**YOUR INSTRUCTIONS:**
Scan the data below. Pull out each line where "sticky" occurs.

-------- RECORDS TO PROCESS --------

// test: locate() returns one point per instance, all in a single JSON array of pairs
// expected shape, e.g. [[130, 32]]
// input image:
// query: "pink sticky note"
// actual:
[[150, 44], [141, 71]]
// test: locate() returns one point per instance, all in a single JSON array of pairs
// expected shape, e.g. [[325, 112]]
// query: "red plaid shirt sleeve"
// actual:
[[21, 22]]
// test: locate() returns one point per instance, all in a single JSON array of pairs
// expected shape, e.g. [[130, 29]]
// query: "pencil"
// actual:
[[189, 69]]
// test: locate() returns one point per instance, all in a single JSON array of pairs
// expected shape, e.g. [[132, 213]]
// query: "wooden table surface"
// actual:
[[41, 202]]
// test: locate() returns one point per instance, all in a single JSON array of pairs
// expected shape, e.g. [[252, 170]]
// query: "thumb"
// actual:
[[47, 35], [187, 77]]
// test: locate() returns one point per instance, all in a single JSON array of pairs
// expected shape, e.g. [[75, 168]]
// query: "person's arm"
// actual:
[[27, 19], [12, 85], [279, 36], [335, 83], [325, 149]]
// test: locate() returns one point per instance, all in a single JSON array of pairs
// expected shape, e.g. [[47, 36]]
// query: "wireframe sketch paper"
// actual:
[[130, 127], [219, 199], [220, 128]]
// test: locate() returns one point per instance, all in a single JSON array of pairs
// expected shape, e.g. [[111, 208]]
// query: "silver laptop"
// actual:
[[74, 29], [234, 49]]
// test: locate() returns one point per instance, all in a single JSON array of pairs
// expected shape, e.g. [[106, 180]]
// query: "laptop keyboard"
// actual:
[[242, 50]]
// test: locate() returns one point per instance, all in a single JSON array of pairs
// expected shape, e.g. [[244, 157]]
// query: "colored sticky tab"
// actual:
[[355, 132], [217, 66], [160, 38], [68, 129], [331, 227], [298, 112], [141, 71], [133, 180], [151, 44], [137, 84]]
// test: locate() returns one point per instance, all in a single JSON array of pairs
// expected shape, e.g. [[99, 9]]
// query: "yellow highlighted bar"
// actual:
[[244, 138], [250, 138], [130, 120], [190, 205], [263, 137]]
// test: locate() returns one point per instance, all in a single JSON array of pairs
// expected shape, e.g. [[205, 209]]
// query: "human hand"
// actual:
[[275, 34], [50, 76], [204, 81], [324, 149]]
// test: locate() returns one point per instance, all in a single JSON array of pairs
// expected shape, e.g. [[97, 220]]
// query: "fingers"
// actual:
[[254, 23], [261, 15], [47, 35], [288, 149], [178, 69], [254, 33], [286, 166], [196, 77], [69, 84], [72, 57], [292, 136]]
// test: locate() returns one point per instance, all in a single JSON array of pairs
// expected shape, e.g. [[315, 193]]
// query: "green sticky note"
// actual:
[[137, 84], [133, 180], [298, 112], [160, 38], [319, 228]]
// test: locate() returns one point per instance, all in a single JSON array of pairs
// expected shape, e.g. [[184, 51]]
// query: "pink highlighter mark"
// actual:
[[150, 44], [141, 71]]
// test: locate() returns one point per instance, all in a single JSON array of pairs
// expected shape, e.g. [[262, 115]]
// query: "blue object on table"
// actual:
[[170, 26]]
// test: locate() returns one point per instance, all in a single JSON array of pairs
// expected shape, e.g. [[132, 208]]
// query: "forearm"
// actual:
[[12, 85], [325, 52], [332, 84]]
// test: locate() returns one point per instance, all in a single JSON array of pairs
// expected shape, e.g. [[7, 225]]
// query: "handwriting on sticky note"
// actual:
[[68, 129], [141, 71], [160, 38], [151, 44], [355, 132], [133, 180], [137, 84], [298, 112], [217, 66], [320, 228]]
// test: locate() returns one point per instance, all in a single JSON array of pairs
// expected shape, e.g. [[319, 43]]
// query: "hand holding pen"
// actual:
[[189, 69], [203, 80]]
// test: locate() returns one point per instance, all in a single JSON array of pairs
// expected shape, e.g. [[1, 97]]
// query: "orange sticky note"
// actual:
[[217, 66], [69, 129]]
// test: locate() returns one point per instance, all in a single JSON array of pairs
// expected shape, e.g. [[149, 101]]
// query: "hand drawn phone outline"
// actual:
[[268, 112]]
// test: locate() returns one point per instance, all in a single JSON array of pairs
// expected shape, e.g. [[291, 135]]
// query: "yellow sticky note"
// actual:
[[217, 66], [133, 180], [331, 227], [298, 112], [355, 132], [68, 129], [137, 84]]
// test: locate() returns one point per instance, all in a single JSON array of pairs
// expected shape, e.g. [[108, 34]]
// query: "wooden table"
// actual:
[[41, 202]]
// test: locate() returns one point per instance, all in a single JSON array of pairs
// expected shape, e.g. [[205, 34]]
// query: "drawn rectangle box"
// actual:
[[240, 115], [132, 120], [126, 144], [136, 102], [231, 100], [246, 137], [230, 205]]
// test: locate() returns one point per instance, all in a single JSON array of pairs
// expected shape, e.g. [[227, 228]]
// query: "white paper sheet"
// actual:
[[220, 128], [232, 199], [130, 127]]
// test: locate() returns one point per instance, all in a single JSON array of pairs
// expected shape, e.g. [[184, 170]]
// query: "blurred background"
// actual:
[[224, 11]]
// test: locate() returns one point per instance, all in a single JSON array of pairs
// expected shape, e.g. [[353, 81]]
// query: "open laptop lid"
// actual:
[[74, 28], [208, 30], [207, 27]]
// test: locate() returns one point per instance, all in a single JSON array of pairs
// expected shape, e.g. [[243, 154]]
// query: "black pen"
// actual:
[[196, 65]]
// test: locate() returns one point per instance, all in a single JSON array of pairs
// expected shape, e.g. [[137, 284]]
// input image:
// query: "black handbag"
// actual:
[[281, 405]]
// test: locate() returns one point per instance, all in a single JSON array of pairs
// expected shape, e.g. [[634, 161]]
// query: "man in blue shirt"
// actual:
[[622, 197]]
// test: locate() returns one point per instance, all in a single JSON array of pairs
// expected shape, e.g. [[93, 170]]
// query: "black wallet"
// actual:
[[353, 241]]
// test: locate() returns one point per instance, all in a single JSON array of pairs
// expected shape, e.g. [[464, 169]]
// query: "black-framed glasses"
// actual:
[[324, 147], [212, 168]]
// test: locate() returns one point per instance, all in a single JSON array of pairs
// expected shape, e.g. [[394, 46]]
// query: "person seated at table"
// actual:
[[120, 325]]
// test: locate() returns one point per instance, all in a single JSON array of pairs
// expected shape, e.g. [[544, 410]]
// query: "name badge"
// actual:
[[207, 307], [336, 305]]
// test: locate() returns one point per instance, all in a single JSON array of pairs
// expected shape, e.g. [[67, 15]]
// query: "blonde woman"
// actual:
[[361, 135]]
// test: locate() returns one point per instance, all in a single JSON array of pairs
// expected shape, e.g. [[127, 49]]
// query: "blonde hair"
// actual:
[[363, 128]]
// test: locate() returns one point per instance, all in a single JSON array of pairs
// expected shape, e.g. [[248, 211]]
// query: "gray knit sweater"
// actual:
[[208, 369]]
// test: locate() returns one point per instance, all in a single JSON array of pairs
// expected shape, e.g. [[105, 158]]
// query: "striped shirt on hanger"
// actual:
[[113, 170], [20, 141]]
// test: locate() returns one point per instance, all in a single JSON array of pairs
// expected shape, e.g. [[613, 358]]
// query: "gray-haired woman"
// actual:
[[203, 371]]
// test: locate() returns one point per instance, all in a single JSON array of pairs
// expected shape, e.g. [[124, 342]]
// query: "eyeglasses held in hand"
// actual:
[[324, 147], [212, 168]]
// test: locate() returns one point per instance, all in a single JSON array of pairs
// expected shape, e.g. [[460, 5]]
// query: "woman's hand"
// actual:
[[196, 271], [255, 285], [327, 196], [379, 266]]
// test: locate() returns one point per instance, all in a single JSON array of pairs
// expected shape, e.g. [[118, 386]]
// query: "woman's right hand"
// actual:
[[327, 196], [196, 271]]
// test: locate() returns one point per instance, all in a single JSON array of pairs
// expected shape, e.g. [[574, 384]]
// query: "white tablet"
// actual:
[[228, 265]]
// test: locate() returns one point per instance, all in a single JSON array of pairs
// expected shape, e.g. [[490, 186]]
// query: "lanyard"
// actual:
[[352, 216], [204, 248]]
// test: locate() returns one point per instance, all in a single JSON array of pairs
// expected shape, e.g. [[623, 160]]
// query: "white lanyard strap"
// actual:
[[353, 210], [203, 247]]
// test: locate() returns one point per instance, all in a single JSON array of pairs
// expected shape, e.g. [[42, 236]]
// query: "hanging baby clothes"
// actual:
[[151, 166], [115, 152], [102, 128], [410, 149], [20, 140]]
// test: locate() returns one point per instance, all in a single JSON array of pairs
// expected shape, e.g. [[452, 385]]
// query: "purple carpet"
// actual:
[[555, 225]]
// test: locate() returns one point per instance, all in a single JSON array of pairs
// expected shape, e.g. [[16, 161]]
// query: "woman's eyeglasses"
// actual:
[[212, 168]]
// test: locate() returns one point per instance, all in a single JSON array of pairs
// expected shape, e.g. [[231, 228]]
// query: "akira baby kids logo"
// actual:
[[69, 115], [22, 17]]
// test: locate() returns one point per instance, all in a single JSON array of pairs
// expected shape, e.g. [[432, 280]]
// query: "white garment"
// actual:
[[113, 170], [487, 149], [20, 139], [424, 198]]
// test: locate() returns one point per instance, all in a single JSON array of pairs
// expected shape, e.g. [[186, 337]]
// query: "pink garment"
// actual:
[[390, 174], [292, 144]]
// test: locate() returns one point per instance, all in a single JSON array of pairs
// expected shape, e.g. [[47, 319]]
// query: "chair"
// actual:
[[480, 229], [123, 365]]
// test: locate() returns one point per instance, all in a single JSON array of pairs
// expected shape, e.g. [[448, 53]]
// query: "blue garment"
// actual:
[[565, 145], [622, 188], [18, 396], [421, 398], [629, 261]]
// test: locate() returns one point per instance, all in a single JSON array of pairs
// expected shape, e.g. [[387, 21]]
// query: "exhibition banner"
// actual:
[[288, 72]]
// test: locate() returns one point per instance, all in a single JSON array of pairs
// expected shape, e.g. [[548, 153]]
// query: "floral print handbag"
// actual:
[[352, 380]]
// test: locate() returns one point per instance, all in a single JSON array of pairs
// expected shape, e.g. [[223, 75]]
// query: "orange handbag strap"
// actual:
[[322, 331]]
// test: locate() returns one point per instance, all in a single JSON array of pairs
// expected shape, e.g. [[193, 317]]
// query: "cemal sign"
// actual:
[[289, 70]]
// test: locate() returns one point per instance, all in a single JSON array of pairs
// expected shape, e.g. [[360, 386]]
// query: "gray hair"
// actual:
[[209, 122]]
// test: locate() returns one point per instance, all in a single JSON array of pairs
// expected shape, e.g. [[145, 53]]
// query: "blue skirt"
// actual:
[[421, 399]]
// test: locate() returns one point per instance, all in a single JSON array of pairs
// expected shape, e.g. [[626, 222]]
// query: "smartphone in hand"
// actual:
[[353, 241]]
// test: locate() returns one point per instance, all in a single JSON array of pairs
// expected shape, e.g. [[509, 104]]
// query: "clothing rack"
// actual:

--------

**YOUR RESPONSE:**
// query: "pink sticky note"
// query: "colored sticky tab"
// query: "green sticky note"
// query: "handwriting on sticky note"
// query: "orange sticky note"
// query: "yellow sticky note"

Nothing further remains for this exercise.